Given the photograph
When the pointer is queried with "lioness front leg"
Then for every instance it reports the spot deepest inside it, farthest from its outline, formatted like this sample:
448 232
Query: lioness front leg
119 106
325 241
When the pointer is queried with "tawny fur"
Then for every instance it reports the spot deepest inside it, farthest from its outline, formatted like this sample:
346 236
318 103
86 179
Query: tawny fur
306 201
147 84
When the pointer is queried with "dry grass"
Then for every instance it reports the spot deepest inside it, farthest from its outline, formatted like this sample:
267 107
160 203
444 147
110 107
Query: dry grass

□ □ □ □

__Work instruction__: Return every line of the data unchanged.

__Result of this task__:
Given the photograph
When the pointer is queried with "lioness front leg"
Then for every instance it reports the spot deepest inside it, farthest from its outline, formatted like this sample:
448 232
Query: lioness front leg
119 106
325 241
When the pointer is queried with "tawny fur"
Then for every instance it reports the spot deepest inside it, farthest from its outline, formatted like this sample:
346 236
318 103
86 179
Query: tawny fur
306 201
147 84
When the pointer is queried with "dry grass"
Then for every instance it reports the spot deepest inside it, farthest from its outline, formatted like this sample:
267 107
160 203
444 147
110 107
Query: dry grass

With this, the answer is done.